DIRECTIVE –
Please rewrite the listing below, starting at the line that contains "Request = locate the woman's bare" and ending after its final line, keeping every line. In your copy, multiply each answer coordinate by 1.2 and round it to a whole number, halves up, but leave the sample coordinates that show the format unchanged.

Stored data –
- - - - -
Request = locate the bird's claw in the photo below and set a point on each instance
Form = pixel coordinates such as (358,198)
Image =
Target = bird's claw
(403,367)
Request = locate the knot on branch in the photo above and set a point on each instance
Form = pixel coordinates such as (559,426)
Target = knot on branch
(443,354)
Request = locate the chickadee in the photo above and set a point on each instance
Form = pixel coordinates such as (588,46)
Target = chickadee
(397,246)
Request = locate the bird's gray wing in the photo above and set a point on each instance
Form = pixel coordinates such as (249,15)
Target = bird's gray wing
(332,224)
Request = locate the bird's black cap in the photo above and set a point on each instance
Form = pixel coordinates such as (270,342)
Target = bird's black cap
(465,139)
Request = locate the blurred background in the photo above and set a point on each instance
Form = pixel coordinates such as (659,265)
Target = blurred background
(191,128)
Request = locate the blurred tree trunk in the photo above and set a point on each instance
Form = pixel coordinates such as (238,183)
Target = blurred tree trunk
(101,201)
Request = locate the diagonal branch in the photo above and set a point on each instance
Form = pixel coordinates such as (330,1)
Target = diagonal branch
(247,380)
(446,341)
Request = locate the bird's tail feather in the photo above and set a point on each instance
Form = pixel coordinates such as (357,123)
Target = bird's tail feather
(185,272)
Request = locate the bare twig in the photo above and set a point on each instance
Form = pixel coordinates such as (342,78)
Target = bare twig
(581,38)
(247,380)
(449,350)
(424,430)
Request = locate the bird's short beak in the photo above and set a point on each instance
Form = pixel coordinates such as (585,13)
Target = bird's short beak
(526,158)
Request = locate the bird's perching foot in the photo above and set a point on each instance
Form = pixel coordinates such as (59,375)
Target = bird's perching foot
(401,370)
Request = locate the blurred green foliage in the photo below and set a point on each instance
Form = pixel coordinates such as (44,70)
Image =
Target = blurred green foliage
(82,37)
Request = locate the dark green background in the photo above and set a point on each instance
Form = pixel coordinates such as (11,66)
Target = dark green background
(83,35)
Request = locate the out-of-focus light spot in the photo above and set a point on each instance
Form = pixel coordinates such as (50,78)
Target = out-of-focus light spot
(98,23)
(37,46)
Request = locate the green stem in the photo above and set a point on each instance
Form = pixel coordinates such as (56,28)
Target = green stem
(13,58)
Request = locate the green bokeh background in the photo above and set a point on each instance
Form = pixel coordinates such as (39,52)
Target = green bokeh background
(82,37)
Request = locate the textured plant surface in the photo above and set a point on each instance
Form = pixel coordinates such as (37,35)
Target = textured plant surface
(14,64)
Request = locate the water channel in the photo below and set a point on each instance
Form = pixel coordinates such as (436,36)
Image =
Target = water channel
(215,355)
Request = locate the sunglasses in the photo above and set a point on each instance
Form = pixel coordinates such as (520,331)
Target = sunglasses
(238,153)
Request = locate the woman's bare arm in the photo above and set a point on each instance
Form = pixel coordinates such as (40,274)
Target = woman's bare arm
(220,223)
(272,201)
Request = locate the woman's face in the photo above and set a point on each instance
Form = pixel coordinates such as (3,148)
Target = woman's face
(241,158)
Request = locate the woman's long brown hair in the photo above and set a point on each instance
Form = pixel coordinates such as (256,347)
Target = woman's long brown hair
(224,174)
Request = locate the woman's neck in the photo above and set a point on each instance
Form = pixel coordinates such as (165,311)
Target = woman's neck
- - - - -
TASK RESULT –
Request = locate the woman's bare arm in the photo above and set a point on each instance
Form = pixel coordinates such as (40,274)
Target = woman's bare arm
(264,268)
(326,241)
Request = locate the woman's face in the photo above and set a point on each instance
Form = pixel coordinates such as (3,148)
Target = woman's face
(289,190)
Request = locate the woman's long brown hair in the photo above and set a point on each instance
Form = pixel coordinates such as (256,347)
Target = woman's long brown hair
(269,209)
Request = locate the woman's neck in the photo above and set a point on each instance
Form = pixel coordinates such as (165,311)
Target = woman's neck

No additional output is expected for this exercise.